Aim of the task: Exact copy, pictures excluded: please retype every record below.
------ Provided data ------
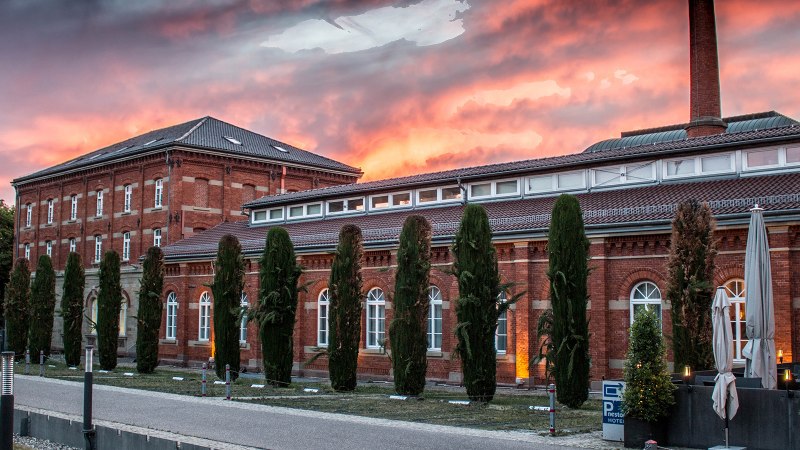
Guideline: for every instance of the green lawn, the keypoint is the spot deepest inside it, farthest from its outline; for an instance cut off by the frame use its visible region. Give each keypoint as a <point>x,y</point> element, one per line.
<point>509,410</point>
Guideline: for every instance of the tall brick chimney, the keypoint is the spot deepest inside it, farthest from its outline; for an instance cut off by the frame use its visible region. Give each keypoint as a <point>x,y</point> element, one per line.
<point>706,111</point>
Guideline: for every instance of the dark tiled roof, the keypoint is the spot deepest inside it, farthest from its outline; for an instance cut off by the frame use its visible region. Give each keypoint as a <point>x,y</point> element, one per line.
<point>737,124</point>
<point>533,165</point>
<point>205,133</point>
<point>634,207</point>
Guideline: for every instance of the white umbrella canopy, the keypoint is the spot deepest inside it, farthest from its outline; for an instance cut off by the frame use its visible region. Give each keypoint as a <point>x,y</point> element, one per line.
<point>726,400</point>
<point>760,315</point>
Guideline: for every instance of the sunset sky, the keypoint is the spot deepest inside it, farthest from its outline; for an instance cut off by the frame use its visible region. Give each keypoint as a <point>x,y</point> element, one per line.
<point>392,87</point>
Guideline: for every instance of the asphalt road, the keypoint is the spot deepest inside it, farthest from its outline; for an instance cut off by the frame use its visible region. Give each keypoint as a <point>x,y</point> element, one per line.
<point>258,425</point>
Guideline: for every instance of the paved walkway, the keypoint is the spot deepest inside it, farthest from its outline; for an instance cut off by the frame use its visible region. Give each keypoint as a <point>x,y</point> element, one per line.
<point>261,426</point>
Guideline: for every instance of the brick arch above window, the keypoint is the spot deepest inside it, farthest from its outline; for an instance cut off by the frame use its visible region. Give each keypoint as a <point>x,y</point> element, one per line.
<point>635,277</point>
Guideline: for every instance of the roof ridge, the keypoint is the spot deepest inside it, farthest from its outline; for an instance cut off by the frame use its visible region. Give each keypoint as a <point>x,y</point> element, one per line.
<point>191,130</point>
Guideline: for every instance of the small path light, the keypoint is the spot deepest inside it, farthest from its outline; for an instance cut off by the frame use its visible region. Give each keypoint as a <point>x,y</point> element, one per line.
<point>7,401</point>
<point>88,428</point>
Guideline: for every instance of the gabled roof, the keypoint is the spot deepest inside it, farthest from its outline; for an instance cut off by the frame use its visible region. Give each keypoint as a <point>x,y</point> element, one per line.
<point>206,133</point>
<point>736,124</point>
<point>573,161</point>
<point>643,208</point>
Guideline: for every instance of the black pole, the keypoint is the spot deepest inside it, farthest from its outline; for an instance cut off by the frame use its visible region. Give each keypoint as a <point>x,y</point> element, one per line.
<point>7,402</point>
<point>88,428</point>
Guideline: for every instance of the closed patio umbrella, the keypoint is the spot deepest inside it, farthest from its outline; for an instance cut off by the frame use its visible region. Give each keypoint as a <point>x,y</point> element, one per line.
<point>760,349</point>
<point>726,401</point>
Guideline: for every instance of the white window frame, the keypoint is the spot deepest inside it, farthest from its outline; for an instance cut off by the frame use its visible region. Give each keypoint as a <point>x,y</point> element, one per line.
<point>698,165</point>
<point>346,202</point>
<point>204,318</point>
<point>50,210</point>
<point>323,313</point>
<point>171,331</point>
<point>737,294</point>
<point>376,318</point>
<point>501,332</point>
<point>435,314</point>
<point>99,204</point>
<point>73,210</point>
<point>554,187</point>
<point>159,193</point>
<point>391,204</point>
<point>243,325</point>
<point>126,246</point>
<point>128,189</point>
<point>98,248</point>
<point>647,289</point>
<point>492,189</point>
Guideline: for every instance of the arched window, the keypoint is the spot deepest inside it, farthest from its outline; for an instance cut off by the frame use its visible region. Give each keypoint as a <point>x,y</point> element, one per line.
<point>501,335</point>
<point>737,295</point>
<point>376,318</point>
<point>323,305</point>
<point>172,316</point>
<point>205,317</point>
<point>645,296</point>
<point>243,325</point>
<point>434,319</point>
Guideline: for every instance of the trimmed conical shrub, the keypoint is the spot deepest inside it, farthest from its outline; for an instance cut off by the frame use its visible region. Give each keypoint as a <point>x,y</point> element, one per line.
<point>408,330</point>
<point>109,302</point>
<point>43,303</point>
<point>72,308</point>
<point>148,319</point>
<point>227,291</point>
<point>279,273</point>
<point>17,308</point>
<point>690,290</point>
<point>475,268</point>
<point>345,309</point>
<point>568,253</point>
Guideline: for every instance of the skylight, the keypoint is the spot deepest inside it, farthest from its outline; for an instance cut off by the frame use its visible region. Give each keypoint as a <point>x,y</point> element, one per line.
<point>233,140</point>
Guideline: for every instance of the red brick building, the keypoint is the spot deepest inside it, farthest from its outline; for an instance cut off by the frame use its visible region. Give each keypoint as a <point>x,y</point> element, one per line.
<point>628,188</point>
<point>155,189</point>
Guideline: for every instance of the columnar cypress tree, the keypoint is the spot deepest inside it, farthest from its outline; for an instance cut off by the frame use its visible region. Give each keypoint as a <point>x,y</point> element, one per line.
<point>475,268</point>
<point>408,330</point>
<point>109,302</point>
<point>345,309</point>
<point>227,290</point>
<point>17,308</point>
<point>690,290</point>
<point>568,253</point>
<point>72,308</point>
<point>148,320</point>
<point>43,303</point>
<point>279,273</point>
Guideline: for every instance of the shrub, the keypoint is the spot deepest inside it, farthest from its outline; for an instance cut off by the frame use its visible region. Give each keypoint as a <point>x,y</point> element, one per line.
<point>408,330</point>
<point>43,303</point>
<point>648,389</point>
<point>477,310</point>
<point>279,274</point>
<point>345,309</point>
<point>72,308</point>
<point>17,308</point>
<point>148,320</point>
<point>227,291</point>
<point>690,290</point>
<point>109,302</point>
<point>568,271</point>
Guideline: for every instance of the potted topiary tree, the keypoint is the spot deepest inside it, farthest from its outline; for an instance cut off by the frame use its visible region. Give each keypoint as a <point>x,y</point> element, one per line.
------
Written response:
Guideline: for every instance of the green lawn, the keypoint is the spot deepest inside it, farthest from its outline; for an instance cut off by the frame use its visible region. Give each keypoint as a <point>x,y</point> element, one per line.
<point>509,410</point>
Guideline: for every instance of the tall brick chimney, the keypoint is the spot deepest inside it, farthest from its outline; for an instance cut off by the frame use its visible region. Give each keypoint as a <point>x,y</point> element, one per line.
<point>706,111</point>
Guideline: for every instance of the dark tiled roof, the keypoint is the spot deepest inside it, farthest from its outline; for an instance cut off by the frame use its visible region. Give each keypoint as a <point>x,y</point> element, one per line.
<point>737,124</point>
<point>533,165</point>
<point>205,133</point>
<point>634,207</point>
Guideline: for every instance of the white umbrella canopy, the keypoint is the spot deepest inside it, farthest from its outline; for an instance cut off by the frame use its visible region. Give each keypoint as a <point>x,y</point> element, one per line.
<point>726,400</point>
<point>760,315</point>
Guideline: for every instance of the sunset sky, the keypoint is the spot deepest inside it, farthest from its outline; for an instance cut off by the frame use its visible region. Give each keypoint as a <point>x,y</point> element, one per line.
<point>392,87</point>
Guideline: for every instance of the asphalt road, the keypoint is the spot deepest inside it, farthest from its outline; for an instance cut off by the frame use its visible region. Give each keypoint as a <point>x,y</point> element, one per line.
<point>258,425</point>
Guideline: for every instance of the paved walkway, the keypoint is the spot deepest inside it, farthest from its outline; for an instance cut off by the frame use its visible region. Give each keypoint as a <point>x,y</point> element, one per line.
<point>261,426</point>
Guideline: for every instance of the brick arch above window, the keypoint is the spot deepest inside it, farthest from its outline; for an instance cut off by the frame use its visible region. Give each keypoint as a <point>x,y</point> element, one per line.
<point>635,277</point>
Guideline: for every instance of the roof ridge, the keypoint is the spot deepest inside it, farthest from its outline; for an instance cut off by the frame use its visible region. Give each keypoint as a <point>x,y</point> element, one per line.
<point>191,130</point>
Guideline: for every instance of the small path light, the keypoint is the spot deepest inside it, farthest from its outline; for an instance cut off by the frame use its visible region. Give each keypoint as a <point>x,y</point> element, one per line.
<point>7,401</point>
<point>88,428</point>
Guideline: for every instance of the gabled roof, the keypoint is the spot deepest inside it, farthest from its outline; for an instance cut off by the frame use its visible region. Give each keypoint as a <point>x,y</point> element, one per line.
<point>206,133</point>
<point>736,124</point>
<point>573,161</point>
<point>643,208</point>
Guideline: for every instance of the black pole, the keypoint is the spot deepest inside it, farthest from its outline; for an instance cut off by the frame use its visible region. Give each keypoint as a <point>x,y</point> element, one per line.
<point>7,402</point>
<point>88,428</point>
Guideline: for every instance of the closed patio umbrella, the keypoint is the spot deepest inside it, farthest from its outline; for an instance cut off by the frame use its visible region. Give each keypoint as a <point>x,y</point> element, one per line.
<point>760,349</point>
<point>726,401</point>
Guideline: for every instance of the white window frame, the keypoint is the spot deepest inside it, farthest from its outline; for an instance cut off by the frame use its visible region. Give each keypoint as a <point>x,y</point> element, one per line.
<point>698,165</point>
<point>346,202</point>
<point>204,318</point>
<point>50,210</point>
<point>323,313</point>
<point>171,331</point>
<point>737,294</point>
<point>376,318</point>
<point>501,332</point>
<point>435,314</point>
<point>99,204</point>
<point>73,210</point>
<point>554,187</point>
<point>159,193</point>
<point>391,204</point>
<point>243,325</point>
<point>126,246</point>
<point>128,189</point>
<point>98,248</point>
<point>647,289</point>
<point>492,189</point>
Guideline: for every instance of the arched window, the keypoint is the spot deepest inside it, farthest from its outline; for an instance cut off by the frame use its visible region. Give each keypoint as a <point>x,y</point> element, one per line.
<point>501,335</point>
<point>737,295</point>
<point>376,318</point>
<point>323,305</point>
<point>172,316</point>
<point>205,317</point>
<point>645,296</point>
<point>243,325</point>
<point>434,319</point>
Guideline: for every instance of the trimmed conical shrub, the keypoint is the spot deepest inside it, farthest from its outline; for an instance cut off by the frame use its visible region. Give each keypoint as a <point>x,y</point> element, one per line.
<point>408,330</point>
<point>109,302</point>
<point>43,303</point>
<point>72,308</point>
<point>148,319</point>
<point>227,291</point>
<point>279,273</point>
<point>17,308</point>
<point>690,290</point>
<point>475,268</point>
<point>345,309</point>
<point>568,253</point>
Guideline: for every instance of the skylight, the keypoint is the spot deepest inside it, farthest from its outline; for an instance cut off by the frame use its visible region. Give each keypoint as a <point>x,y</point> element, one per line.
<point>233,140</point>
Guideline: for every instance of the red brick building, the keypoint is the spot deepest inside it, farthest from its outline; for an instance cut off by the frame use its visible region. Give each keypoint as a <point>x,y</point> element, one per line.
<point>628,188</point>
<point>155,189</point>
Guideline: for every instance of the columnar cypress tree, the keypoint is the spot deepest inside it, farthest from its outline; for an instance cut off by the frame use its visible region. Give each keypoint as a <point>x,y</point> element, one per line.
<point>475,268</point>
<point>408,330</point>
<point>109,302</point>
<point>345,309</point>
<point>227,290</point>
<point>17,308</point>
<point>690,290</point>
<point>568,253</point>
<point>72,308</point>
<point>148,320</point>
<point>43,303</point>
<point>279,273</point>
Guideline: for every instance of the shrub, the keypoint is the spot deepest inside it, farthest from its outline; for an instance cut off by the frame use its visible region. Give each keypoint as a <point>x,y</point> element, one per line.
<point>408,330</point>
<point>43,303</point>
<point>648,389</point>
<point>477,310</point>
<point>279,274</point>
<point>345,309</point>
<point>72,308</point>
<point>17,308</point>
<point>148,320</point>
<point>227,291</point>
<point>690,290</point>
<point>109,302</point>
<point>568,271</point>
Guideline: for every instance of the potted topiary tree, the keypoint is the spot deepest inside it, farthest from its outline; for an instance cut off by the frame use its visible region. Give each keypoint as a <point>x,y</point> element, one per line.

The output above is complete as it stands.